# [Problem to solve]
Find all lines with the word "intake" in the material, then copy them.

○ ○ ○ ○ ○

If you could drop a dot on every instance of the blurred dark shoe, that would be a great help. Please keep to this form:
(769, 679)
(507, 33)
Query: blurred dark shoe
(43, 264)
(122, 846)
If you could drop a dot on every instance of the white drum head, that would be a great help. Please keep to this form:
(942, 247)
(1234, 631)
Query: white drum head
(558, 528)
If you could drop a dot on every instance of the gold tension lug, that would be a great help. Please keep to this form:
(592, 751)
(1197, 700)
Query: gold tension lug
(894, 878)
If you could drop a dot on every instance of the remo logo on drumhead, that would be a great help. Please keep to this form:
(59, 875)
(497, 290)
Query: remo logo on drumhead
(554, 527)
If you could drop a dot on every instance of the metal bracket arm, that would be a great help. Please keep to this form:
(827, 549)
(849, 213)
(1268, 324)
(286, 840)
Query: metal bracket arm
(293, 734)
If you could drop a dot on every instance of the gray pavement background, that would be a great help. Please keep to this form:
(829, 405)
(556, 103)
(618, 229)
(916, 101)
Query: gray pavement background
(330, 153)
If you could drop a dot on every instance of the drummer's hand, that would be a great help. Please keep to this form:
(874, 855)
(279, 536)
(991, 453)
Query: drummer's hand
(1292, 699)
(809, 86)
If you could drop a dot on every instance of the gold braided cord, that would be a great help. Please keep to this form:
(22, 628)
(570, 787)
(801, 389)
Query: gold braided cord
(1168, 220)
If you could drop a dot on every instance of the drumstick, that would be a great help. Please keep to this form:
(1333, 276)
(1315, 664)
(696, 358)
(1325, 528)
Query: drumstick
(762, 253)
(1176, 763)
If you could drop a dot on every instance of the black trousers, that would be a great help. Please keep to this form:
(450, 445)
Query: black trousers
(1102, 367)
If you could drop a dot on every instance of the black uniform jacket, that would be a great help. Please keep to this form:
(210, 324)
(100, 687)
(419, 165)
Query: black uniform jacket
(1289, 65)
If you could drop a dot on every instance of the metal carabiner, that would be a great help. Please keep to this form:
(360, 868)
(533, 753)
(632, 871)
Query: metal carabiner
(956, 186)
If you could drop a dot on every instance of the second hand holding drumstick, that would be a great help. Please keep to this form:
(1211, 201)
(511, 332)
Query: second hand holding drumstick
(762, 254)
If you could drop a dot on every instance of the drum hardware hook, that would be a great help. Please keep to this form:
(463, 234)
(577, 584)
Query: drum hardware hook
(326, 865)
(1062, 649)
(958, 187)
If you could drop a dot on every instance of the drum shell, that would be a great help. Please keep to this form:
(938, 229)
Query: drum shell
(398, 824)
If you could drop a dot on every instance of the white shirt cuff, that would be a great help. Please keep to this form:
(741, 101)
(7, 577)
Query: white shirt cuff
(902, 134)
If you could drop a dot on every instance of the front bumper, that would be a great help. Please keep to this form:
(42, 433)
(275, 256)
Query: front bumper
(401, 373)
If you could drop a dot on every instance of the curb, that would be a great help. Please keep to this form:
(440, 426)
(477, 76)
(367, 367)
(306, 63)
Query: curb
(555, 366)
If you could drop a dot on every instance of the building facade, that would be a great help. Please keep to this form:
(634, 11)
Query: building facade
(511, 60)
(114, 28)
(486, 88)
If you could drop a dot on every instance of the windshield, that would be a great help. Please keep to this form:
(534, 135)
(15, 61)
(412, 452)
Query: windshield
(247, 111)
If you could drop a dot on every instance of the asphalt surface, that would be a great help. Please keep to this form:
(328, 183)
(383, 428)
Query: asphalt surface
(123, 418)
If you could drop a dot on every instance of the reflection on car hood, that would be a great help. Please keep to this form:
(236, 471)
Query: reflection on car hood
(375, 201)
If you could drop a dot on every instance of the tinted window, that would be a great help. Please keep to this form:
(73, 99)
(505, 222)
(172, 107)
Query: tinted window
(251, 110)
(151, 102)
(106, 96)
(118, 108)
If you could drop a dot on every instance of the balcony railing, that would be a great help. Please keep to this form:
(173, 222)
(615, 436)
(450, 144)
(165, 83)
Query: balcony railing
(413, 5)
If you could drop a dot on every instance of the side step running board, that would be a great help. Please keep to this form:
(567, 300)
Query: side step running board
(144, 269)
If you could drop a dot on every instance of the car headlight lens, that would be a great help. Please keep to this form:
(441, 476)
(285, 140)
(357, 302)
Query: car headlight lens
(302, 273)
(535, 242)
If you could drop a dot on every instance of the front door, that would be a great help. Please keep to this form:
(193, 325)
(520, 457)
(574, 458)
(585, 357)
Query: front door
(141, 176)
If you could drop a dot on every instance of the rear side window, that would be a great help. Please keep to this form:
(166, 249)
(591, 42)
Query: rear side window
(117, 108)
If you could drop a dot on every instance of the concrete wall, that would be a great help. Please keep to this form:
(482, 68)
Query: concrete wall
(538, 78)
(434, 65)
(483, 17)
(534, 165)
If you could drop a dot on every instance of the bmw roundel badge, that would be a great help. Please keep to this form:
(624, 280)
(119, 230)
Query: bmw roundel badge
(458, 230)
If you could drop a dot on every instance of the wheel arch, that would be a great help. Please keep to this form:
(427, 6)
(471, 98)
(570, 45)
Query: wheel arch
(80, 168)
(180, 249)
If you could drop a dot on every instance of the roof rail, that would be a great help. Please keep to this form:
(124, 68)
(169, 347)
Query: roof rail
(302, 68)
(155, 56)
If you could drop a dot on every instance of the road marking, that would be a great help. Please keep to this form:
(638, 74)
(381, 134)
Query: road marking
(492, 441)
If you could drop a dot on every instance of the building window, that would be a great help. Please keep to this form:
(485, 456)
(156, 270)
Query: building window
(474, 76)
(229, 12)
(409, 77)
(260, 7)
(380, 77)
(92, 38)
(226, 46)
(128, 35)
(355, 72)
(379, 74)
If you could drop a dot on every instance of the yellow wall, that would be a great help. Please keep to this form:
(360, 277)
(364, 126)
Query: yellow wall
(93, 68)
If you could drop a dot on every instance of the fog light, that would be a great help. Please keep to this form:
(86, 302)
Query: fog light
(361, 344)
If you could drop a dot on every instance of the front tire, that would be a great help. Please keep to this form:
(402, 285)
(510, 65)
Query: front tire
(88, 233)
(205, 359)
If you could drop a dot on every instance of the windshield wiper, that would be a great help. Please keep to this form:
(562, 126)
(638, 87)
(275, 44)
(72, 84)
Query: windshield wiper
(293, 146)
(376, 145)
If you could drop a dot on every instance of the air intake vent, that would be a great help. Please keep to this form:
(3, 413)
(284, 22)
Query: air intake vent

○ ○ ○ ○ ○

# [Result of this exercise]
If you could drop a dot on every instance of the air intake vent, that would be a great help. Please keep to this form:
Query: air intake vent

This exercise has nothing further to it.